WHAT YOU HAVE TO DO :: Nothing in the listing should differ in your copy; retype it all exactly.

DATASET ENTRIES ::
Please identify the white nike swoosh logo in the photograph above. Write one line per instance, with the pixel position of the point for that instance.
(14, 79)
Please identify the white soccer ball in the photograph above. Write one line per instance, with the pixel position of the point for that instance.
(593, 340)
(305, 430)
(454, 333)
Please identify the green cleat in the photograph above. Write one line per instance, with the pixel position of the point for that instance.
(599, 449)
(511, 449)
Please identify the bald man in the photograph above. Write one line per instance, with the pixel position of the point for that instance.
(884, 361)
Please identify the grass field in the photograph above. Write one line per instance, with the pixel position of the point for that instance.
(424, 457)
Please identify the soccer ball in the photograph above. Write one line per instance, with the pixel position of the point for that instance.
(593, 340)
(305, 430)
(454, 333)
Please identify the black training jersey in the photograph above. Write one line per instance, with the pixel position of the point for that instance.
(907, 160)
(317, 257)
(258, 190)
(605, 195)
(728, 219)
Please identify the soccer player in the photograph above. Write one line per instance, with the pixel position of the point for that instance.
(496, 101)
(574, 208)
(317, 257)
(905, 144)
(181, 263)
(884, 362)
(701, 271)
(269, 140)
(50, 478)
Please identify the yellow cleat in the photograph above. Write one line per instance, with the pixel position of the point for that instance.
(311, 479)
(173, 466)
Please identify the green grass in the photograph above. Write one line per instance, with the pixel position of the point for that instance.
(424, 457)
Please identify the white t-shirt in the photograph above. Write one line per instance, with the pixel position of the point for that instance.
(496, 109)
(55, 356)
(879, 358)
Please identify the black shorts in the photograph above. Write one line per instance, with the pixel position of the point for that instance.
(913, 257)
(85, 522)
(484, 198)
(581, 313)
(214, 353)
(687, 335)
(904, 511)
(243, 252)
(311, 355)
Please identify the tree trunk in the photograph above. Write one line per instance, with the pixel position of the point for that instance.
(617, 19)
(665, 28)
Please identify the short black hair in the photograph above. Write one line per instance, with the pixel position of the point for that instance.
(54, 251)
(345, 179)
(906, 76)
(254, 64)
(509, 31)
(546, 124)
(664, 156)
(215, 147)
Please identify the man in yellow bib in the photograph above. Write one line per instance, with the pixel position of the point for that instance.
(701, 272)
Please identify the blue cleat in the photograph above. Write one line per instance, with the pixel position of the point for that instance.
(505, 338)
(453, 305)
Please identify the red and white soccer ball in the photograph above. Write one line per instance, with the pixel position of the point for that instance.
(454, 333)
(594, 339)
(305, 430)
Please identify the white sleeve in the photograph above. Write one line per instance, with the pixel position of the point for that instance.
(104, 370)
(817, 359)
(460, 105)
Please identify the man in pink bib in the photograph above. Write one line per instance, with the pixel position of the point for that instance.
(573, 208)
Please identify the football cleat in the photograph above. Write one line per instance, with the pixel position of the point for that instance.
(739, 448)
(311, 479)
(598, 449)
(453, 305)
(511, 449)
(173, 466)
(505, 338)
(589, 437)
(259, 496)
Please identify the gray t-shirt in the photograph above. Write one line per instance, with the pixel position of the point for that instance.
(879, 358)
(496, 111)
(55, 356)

OUTPUT BELOW ::
Please identify the white nike swoosh logo in the photograph above. Write one line per instance, with the pixel position of the point for that instance.
(14, 79)
Please identify the white soccer ball in the photograph above. Write one line per instance, with the pixel position of the point for that instance.
(593, 340)
(305, 430)
(454, 333)
Please identify the green cleat in the photograph above. Write one line per instance, with the pixel position of the point for that instance.
(599, 449)
(511, 449)
Please identify the bald man in the photograph above. Write one line per instance, with the pixel position of the point for that instance.
(884, 361)
Please identify the grass field in the photograph above. Write one line per instance, with the pixel position of the point for that instance.
(424, 457)
Please identify the soccer ball in the photograph above. Write one line per instance, with the pixel position of the point for that instance.
(593, 340)
(305, 430)
(454, 333)
Please identify the black training jersey in the photograph above. Write one line per instance, with the pixel position of the point for that instance.
(907, 160)
(317, 257)
(258, 190)
(605, 195)
(728, 219)
Please identify the soccer player in the photograph above. Write one line per instance, with the pixel position of the point for that instance.
(496, 101)
(574, 208)
(317, 257)
(905, 144)
(181, 263)
(884, 362)
(701, 271)
(269, 140)
(50, 478)
Please identify the yellow cleat in the photograph above. Write one line per instance, with the pixel position of the point for that instance.
(311, 479)
(173, 466)
Please identify the green grass in the photograph above. Write one line per instance, with the pixel position of the point for that instance.
(424, 457)
Please identify the white t-shirt in the photograph above. Write one line per instance, with the pixel position of the point for that instance.
(496, 109)
(55, 356)
(879, 358)
Please identify the black shorts in the photograph above. Write one line per instance, with the pixel position of the point for that instance.
(913, 257)
(85, 522)
(484, 198)
(581, 313)
(214, 353)
(687, 335)
(904, 511)
(243, 252)
(311, 355)
Please identify the tree trunk in the photograph above. Write one line per instance, with the pixel position of the point for that instance.
(617, 19)
(665, 28)
Please identify the short black hair in the photograph above. Write one line per instance, with the pixel position of the point for that instance.
(54, 251)
(345, 179)
(906, 76)
(254, 64)
(509, 31)
(546, 124)
(664, 156)
(215, 147)
Please identify the man in yellow bib in the photograph above. Write one line per instance, with the pixel position of the point for that instance.
(701, 272)
Please identify the blue cleat in the photograph above. Write one line per instance, with the pixel position of the point for that instance.
(505, 338)
(453, 305)
Please identify the red and white soccer ball in the photograph above. Write one line per instance, with the pixel position of the point for that instance.
(454, 333)
(594, 339)
(305, 430)
Please identify the white sleeve in the photograph above. Write one line per instance, with the pixel position of the point for that instance.
(104, 370)
(817, 359)
(460, 105)
Please identify the man in pink bib in the photograph above. Write one line per instance, with the pixel position of the point for that instance.
(573, 208)
Please identify the football cleat in the photograph above. Write one line per instance, with the pixel position of the point for that instance.
(739, 448)
(311, 479)
(598, 449)
(453, 305)
(511, 449)
(173, 466)
(505, 338)
(589, 437)
(259, 496)
Please identify the gray t-shirt in the photograph above. Write one line per instance, with the pixel position of the point for that instance.
(879, 358)
(496, 111)
(55, 356)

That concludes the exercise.